- **Check your understanding**
1. Duplicate the part of the recording studio article running from "Thanks to support" down to "staff is remarkable.", word for word.
2. Pick up the recording studio article where it stops and continue it.

━━━ Extract

For more than a decade, the Purple Songs Can Fly recording studio at Main Campus has offered a place for cancer patients and patients with blood disorders to express how they feel about their disease and the treatments they are undergoing to battle it. Siblings of such patients also are able to use the studio.
Thousands of songs have been written and produced in the colorful space sandwiched between clinic rooms on the 14th floor of the Texas Children’s Cancer and Hematology Centers. Now, a similar space is available to cancer and hematology patients cared for at Texas Children’s Hospital West Campus.
“Today, we’ve cut the ribbon on our second Purple Songs Can Fly recording studio,” said Purple Songs Can Fly Founder and Executive Director Anita Kruse. “We’ve had a studio at Main Campus since 2006 and now we’ve opened one at West Campus.”
Thanks to support from the Texas Commission on the Arts and the Children’s Fund, Kruse has been coming out to West Campus for two years with a portable recording studio, working with patients at their bedside, in clinic rooms or conference rooms to write and produce nearly 100 songs.
“This pilot project proved that a permanent recording studio would be a viable investment at West Campus, Kruse said. “The children were really excited about writing songs here. I feel that the studio and the songs that will be written at West Campus will bring a lot of joy to the families and the children who are here undergoing treatment.”
West Campus Texas Children’s Cancer and Hematology Centers Nurse Manager Judy Holloway said the transformation and the impact that Purple Songs Can Fly has on patients, families and staff is remarkable.
“We see miracles happen in the Cancer and Hematology Centers here at West Campus and this studio is a miracle in itself,” Holloway said. “A lot of our children are very sick. Having this available to them here at West Campus is a true blessing.”

━━━━━━
━━━ Data supplied

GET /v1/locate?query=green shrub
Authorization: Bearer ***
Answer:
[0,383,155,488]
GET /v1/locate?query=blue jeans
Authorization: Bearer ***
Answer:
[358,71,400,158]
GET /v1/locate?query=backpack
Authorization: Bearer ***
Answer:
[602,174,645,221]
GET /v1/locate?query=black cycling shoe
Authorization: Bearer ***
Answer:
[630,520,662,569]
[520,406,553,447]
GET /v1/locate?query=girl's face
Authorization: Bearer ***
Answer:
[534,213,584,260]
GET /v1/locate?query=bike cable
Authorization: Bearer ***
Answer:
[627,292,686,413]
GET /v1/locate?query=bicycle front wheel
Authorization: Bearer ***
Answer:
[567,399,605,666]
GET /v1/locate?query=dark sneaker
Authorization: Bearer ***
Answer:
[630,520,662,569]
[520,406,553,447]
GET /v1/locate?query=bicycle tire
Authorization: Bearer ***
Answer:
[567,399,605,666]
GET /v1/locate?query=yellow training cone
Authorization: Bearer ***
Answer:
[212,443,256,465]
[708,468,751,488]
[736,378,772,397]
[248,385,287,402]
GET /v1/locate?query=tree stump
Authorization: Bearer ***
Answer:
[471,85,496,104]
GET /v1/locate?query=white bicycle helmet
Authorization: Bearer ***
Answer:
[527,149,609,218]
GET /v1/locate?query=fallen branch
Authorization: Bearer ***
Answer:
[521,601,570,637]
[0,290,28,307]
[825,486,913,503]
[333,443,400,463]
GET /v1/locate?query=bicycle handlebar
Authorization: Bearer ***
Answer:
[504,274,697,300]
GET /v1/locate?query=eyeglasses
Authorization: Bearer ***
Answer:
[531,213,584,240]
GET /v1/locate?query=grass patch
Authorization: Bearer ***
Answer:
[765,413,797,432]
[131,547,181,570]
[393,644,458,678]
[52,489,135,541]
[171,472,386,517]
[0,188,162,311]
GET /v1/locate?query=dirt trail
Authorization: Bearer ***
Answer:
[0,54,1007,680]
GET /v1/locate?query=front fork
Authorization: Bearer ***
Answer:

━━━━━━

- **Responses per task**
1.
Thanks to support from the Texas Commission on the Arts and the Children’s Fund, Kruse has been coming out to West Campus for two years with a portable recording studio, working with patients at their bedside, in clinic rooms or conference rooms to write and produce nearly 100 songs.
“This pilot project proved that a permanent recording studio would be a viable investment at West Campus, Kruse said. “The children were really excited about writing songs here. I feel that the studio and the songs that will be written at West Campus will bring a lot of joy to the families and the children who are here undergoing treatment.”
West Campus Texas Children’s Cancer and Hematology Centers Nurse Manager Judy Holloway said the transformation and the impact that Purple Songs Can Fly has on patients, families and staff is remarkable.

2.
Annalisa Cuano, a singer, songwriter and highly trained sound engineer, will manage the recording studio at West Campus. She has been working with Purple Songs Can Fly for two years at Main Campus and has recently spent a lot of her time at West Campus getting the studio ready for its official opening.
“The goal is to get these children out of their heads and able to share who they are and what they are going through in the purple space,” Cuano said. “It’s really incredible to watch. There’s some kind of self-fulfillment or self-validation when you give them their CD.”
Kruse said she is grateful to everyone at Texas Children’s who has helped make the West Campus studio become a reality and is thankful for the funds she received to build and staff the studio. Texas Children’s West Campus Child Life Department supported the build out of the space to prepare it for construction and grants from the Children’s Fund provided funding for the construction of the studio, paid for all of the equipment inside the studio and helped staff the studio for a year.
Carol Herron, coordinator of the Periwinkle Arts In Medicine Program, said she looks forward to hearing the music and seeing the smiles on the faces of the composers at the West Campus Purple Songs Can Fly studio.
“What you do makes a difference in the day of a child undergoing treatment of a serious disease,” Herron said to those involved in Purple Songs Can Fly. “Thank you for the gift you give to these families.”